=== TASK TO COMPLETE ===
Your transcription must include every record word for word and no pictures.

=== LISTED RECORDS ===
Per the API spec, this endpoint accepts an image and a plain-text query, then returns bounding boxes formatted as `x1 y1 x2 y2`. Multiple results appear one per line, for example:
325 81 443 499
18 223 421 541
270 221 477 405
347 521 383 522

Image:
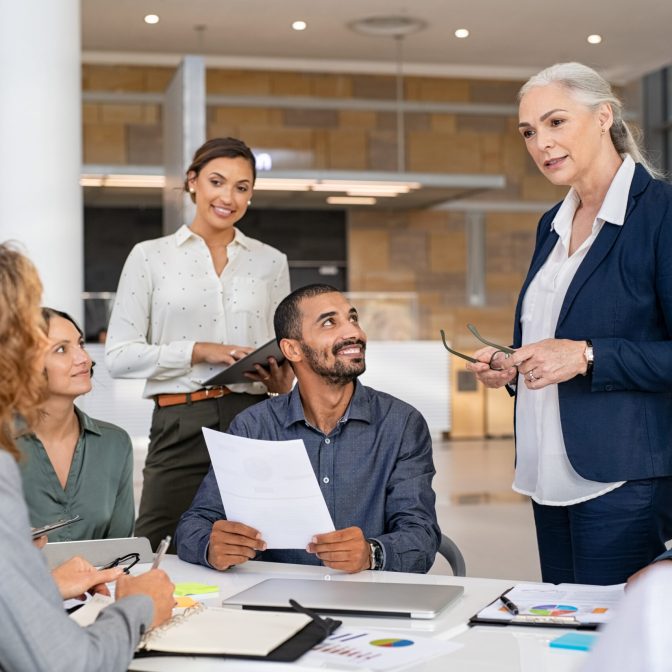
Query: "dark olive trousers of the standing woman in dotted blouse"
135 394 266 552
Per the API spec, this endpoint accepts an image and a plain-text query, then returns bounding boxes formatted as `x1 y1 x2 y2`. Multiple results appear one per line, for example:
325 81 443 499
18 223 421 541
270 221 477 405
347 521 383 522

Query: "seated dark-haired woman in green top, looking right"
17 308 135 541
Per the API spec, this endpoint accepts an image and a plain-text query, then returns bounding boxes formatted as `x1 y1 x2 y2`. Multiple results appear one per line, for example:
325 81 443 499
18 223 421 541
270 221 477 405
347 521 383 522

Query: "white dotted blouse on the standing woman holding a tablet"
105 226 290 397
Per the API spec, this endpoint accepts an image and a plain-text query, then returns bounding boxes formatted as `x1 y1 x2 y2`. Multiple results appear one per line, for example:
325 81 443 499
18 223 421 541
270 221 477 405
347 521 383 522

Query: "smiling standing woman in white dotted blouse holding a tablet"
105 138 293 547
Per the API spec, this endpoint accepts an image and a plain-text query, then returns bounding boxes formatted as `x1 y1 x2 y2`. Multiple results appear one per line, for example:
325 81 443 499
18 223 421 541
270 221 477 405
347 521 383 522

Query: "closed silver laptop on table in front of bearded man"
222 579 464 618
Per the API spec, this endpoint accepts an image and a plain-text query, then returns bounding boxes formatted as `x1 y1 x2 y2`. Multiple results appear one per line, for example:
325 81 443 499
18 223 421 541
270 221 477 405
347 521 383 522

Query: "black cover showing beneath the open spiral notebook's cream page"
134 600 342 663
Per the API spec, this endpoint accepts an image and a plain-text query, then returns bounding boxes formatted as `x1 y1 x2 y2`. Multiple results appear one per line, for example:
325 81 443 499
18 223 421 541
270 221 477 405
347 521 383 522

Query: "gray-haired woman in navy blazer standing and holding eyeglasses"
469 63 672 584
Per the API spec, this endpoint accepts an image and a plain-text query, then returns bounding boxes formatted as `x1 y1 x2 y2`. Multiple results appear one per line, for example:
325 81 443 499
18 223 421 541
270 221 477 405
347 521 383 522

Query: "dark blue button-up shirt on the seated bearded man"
176 382 441 572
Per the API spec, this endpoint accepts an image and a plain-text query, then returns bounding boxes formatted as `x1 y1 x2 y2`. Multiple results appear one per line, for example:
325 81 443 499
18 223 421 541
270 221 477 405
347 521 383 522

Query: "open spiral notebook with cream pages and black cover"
71 595 340 661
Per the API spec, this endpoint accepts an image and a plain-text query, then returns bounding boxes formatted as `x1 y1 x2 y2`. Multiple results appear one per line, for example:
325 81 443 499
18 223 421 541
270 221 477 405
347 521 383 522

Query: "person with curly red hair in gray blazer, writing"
0 244 174 672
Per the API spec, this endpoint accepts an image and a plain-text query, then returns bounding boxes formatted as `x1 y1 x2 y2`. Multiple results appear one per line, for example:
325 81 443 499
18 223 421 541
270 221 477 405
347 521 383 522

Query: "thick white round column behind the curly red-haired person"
0 0 84 324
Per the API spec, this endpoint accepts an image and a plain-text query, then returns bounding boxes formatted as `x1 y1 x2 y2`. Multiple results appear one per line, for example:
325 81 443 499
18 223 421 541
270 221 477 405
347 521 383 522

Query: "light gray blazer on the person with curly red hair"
0 450 153 672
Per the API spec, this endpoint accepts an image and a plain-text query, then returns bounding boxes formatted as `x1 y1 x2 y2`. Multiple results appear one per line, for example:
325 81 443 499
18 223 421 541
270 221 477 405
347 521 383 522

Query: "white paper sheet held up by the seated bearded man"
203 427 335 548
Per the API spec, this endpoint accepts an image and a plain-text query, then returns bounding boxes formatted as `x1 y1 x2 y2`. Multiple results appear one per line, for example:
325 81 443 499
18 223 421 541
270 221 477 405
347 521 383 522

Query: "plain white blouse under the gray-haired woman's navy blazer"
513 155 635 506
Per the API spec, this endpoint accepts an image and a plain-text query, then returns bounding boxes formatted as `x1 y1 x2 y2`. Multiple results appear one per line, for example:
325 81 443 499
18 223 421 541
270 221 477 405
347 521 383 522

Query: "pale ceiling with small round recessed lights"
82 0 672 83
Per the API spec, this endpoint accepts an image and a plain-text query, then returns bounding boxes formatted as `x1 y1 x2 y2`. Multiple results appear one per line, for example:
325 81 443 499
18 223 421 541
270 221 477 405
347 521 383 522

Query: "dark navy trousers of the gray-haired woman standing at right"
532 477 672 585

=== FINISHED EXERCISE ===
Per the API spec, this endpoint accepts an image and a plain-text query, then returns bounding boxes formatted as `x1 y1 x2 y2`. Multiple results appear one per line, for example:
325 81 443 499
18 223 421 541
270 221 477 405
347 521 383 522

Image:
Query: "dark olive trousers of the standing woman in dotted blouse"
135 394 266 552
Per the API spec, this endpoint accepts an image and a plain-text query, then returns bounding boxes formatted as `x1 y1 x2 y2`. Multiple results appear one per line, for example:
325 81 443 499
18 223 421 541
270 221 477 405
347 521 383 522

Query: "seated dark-haired woman in green top, looking right"
17 308 135 541
Per the API spec, this endpoint accepts an image and a plain-text query, then returns bounding boxes formatted as `x1 y1 x2 y2`. Multiple results appear one per line, for example:
325 81 443 499
18 223 421 541
270 221 477 405
347 521 383 522

Query: "white dotted blouse on the standing woman holding a tablet"
105 226 290 397
Per the API spec, this endpoint accepts an image and a plain-text query, then returns bounding boxes formatted as `x1 y1 x2 y2`. Multiple results appear one per line, for example:
325 81 443 499
18 223 421 541
270 221 477 405
347 521 383 522

Query: "smiling standing woman in white dotted blouse holding a tablet"
105 138 293 547
Per the API spec, this endpoint accepts an image and a plain-text query, then returns bounding boxes formatted as `x1 y1 x2 y2`. Multiple results appear one per line, for example:
325 81 443 499
18 223 421 541
270 221 477 405
347 521 383 522

Query: "closed silver laptop on table in front of bearded man"
222 579 464 618
Per the API spec, this endpoint accepts an image and a plain-text query, then returns bounding boxes formatted as `x1 y1 x2 y2`. Multiple results appear one per line, for example:
325 81 443 499
18 223 421 541
270 221 477 405
347 521 383 522

Query: "black cover showing beneath the open spiral notebook's cream page"
134 600 342 663
Per the API spec, this endpoint accepts an image and a plain-text query, then returns bounding boxes formatted as `x1 y1 x2 y2`. Multiple results appear one per line, for example:
325 81 443 499
18 223 421 541
270 221 477 405
347 521 383 522

Query: "gray-haired woman in navy blazer standing and holding eyeglasses"
469 63 672 584
Per the API spec, this endpoint accepts an image and a plain-text query, then returns bounding boxes formatted as `x1 y1 x2 y2`. Multiple results appear one per line, for example:
325 81 443 499
18 223 421 541
270 221 477 405
347 521 383 522

Query: "dark blue button-up shirt on the seated bearded man"
176 382 441 572
Per the API spec, this endpoint accepts an image and a plain-text query, then returns bounding boxes formatted as `x1 y1 x2 y2`. Multiple results appear one per line, for example:
325 81 443 499
18 223 421 541
270 221 477 405
347 521 383 522

Query: "open spiral notebook with cream pages and black cover"
71 595 340 661
Per the API spec, this endpoint accepts an image and a plain-text query, then returns bounding boxes formatted as `x1 y1 x2 y2`. Multiple results appear one per line, for example:
325 81 443 499
18 223 421 541
270 221 477 405
347 521 383 522

Query: "person with curly red hair in gray blazer, writing"
0 244 174 672
Per the API spec, this endpoint accepts an image and a plain-text query, then returns bounding boxes formatted as `x1 y1 x2 y2`. Multiple results appear one per line, for example:
325 81 443 499
18 223 421 541
270 221 477 405
347 521 383 522

Query: "thick white round column behind the curly red-haired person"
0 0 84 324
Per the API spec, this endpoint accepts an image and a plain-text query, then returns bounding boxes formatted as `x1 y1 x2 y2`. Multiple results appear one per line, for example:
325 81 443 499
18 223 421 541
270 221 477 405
347 521 383 522

Query: "light gray blazer on the person with curly red hair"
0 450 153 672
Per the API spec, this endpoint accepts an image and a plain-text query, then returns bounding boxes formatted as `x1 y1 x2 y2`. Multiple results appear one per line, for example:
325 81 443 499
18 223 421 541
270 221 477 405
347 521 383 522

Query: "white paper sheet held up by the seated bearded man"
203 427 335 548
Per the API spec, this endpoint accepts an image and a plain-text query, then returns bounding boxes formatted as `x1 y1 x2 y2`. Multiple results appear one per line, for example:
325 81 443 499
18 223 421 541
270 221 477 405
347 521 383 522

Query: "plain white blouse under the gray-haired woman's navy blazer"
513 155 635 506
Per the API spec, this endpoint accepts an image and a plain-text query, then returns bounding boxes formatted as `x1 y1 x2 y2`. Multiple results appear one per line, for example:
325 81 443 499
18 223 421 541
270 221 477 405
347 521 383 522

Query: "pale ceiling with small round recessed lights"
82 0 672 83
Per the API spec, this endpoint accepts an image and a plain-text query, then returns bounding boxes formatted as `x1 y1 x2 y2`. Multiple results appear one per line, for example:
325 81 443 499
18 223 421 541
270 221 477 405
347 521 383 522

Query: "dark navy trousers of the gray-haired woman standing at right"
532 477 672 585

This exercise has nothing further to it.